Set task:
Return the data exactly, with all pictures removed.
══ Extracted material ══
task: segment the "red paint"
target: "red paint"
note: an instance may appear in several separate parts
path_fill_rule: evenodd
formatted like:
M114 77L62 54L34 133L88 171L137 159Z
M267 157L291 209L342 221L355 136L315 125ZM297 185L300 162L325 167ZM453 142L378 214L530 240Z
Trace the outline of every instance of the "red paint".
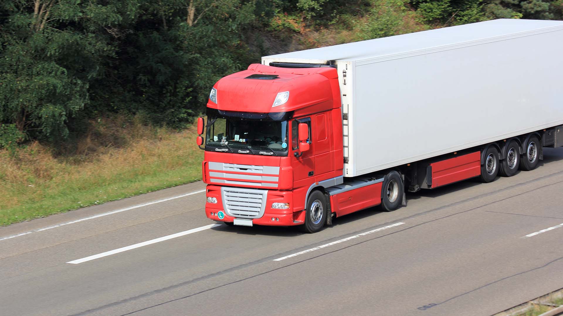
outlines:
M271 80L245 79L252 74L278 75L279 79ZM311 89L314 87L314 89ZM253 223L261 225L296 225L305 221L305 201L310 186L315 182L342 175L342 112L338 74L333 68L289 69L270 67L259 64L251 65L247 70L222 78L215 85L217 90L217 104L209 101L207 106L226 111L271 112L293 111L289 121L292 126L295 119L309 119L310 144L309 150L298 157L294 155L298 150L293 150L290 142L287 157L249 155L240 154L205 151L202 165L203 181L208 184L208 196L217 198L216 204L206 203L207 216L219 220L212 211L222 210L221 186L254 188L268 189L268 201L265 214ZM272 107L278 92L289 92L289 98L285 104ZM290 139L298 142L298 135L293 135L289 129ZM280 167L279 175L261 174L242 171L209 170L209 161L229 164L272 166ZM225 179L248 184L229 184L212 183L209 171L225 174ZM312 174L310 174L312 173ZM229 174L278 176L277 187L264 187L252 185L253 183L272 183L270 181L234 179ZM289 202L287 210L271 209L274 201ZM274 216L277 215L278 216ZM272 215L272 216L270 216ZM280 218L272 222L271 217ZM224 220L231 221L226 216Z
M432 188L481 174L481 152L430 164Z
M256 74L278 75L279 78L274 80L244 79ZM253 64L248 70L229 75L217 82L213 86L217 89L217 103L210 100L207 106L226 111L236 109L259 113L303 111L306 109L307 112L314 112L318 111L308 108L320 104L325 109L332 108L333 93L330 80L338 82L337 76L334 68L280 68ZM311 87L315 89L311 89ZM289 91L288 101L272 108L276 96L285 91ZM325 104L327 101L330 102Z
M336 216L342 216L381 203L381 182L330 196L330 205Z

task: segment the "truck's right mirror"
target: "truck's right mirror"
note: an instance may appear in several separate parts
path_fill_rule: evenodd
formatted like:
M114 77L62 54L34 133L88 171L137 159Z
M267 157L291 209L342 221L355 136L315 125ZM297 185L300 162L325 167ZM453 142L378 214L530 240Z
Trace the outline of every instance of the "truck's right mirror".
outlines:
M309 150L309 126L305 123L299 123L299 151L303 152Z
M299 141L305 142L309 138L309 127L305 123L299 123Z

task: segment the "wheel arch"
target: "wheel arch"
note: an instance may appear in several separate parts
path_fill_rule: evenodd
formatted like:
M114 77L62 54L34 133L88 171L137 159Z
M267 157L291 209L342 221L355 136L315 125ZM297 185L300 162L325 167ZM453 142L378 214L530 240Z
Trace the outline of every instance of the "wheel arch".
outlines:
═══
Answer below:
task: segment the "red paint"
target: "red paint"
note: an instance may appear in several separate parts
path_fill_rule: evenodd
formatted like:
M114 77L62 54L34 133L88 171L137 159Z
M267 157L291 209L342 221L355 136L315 125ZM297 185L300 162L325 167ZM453 142L378 214L530 240Z
Trace the outline of every instance of the "red paint".
outlines:
M271 80L245 79L252 74L278 75L279 79ZM311 89L314 87L314 89ZM253 223L261 225L296 225L305 221L305 201L310 186L315 182L342 175L342 112L338 74L333 68L289 69L270 67L259 64L251 65L247 70L222 78L215 85L217 90L217 104L209 101L207 106L226 111L271 112L293 111L289 121L292 126L295 119L309 119L310 144L309 150L298 157L294 155L298 150L293 150L290 142L287 157L249 155L240 154L205 151L202 165L203 181L208 184L208 196L217 198L216 204L206 203L207 216L219 220L212 211L222 210L221 186L254 188L268 189L268 201L265 214ZM272 107L278 92L289 92L289 98L285 104ZM290 139L298 142L298 135L293 135L289 129ZM280 167L279 175L261 174L242 171L209 170L209 161L229 164L272 166ZM225 179L248 184L229 184L212 183L209 171L225 174ZM312 174L310 174L312 173ZM229 174L278 176L277 187L264 187L252 185L253 183L272 183L270 181L234 179ZM289 202L287 210L271 209L274 201ZM274 216L277 215L278 216ZM272 215L272 216L270 216ZM280 218L272 222L271 217ZM224 220L231 221L226 216Z
M432 188L481 174L481 152L430 164Z
M256 74L278 75L279 78L274 80L244 79ZM253 64L248 70L229 75L217 82L213 86L217 89L217 103L210 100L207 106L226 111L236 109L259 113L303 111L306 109L307 112L314 112L318 111L308 108L320 104L325 109L332 108L333 93L330 80L338 82L337 76L334 68L280 68ZM311 87L315 89L311 89ZM289 91L288 101L272 108L276 96L285 91ZM325 104L327 101L330 102Z
M336 216L342 216L381 203L381 182L330 196L330 205Z

task: segment the "truck's right mirror"
target: "truck's right mirror"
note: an instance may appear in several separate parts
path_fill_rule: evenodd
formatted like:
M114 77L62 54L34 133L88 171L137 159Z
M267 157L291 209L342 221L355 136L315 125ZM297 185L300 162L325 167ZM453 142L378 214L530 240Z
Trace the outline of every instance of the "truck's right mirror".
outlines:
M309 150L309 126L305 123L299 123L299 151L303 152Z
M299 141L305 142L309 138L309 127L305 123L299 123Z

task: segment the "wheel arch"
target: "wheel arch"
note: an instance may appear in several separate parts
path_fill_rule: evenodd
formatted like:
M114 77L62 54L34 133L88 171L137 159Z
M267 157L291 209L342 221L355 136L315 125ZM297 185L300 162L325 167ZM453 142L378 214L530 240Z
Trace the outline of every instance of the "wheel arch".
outlines:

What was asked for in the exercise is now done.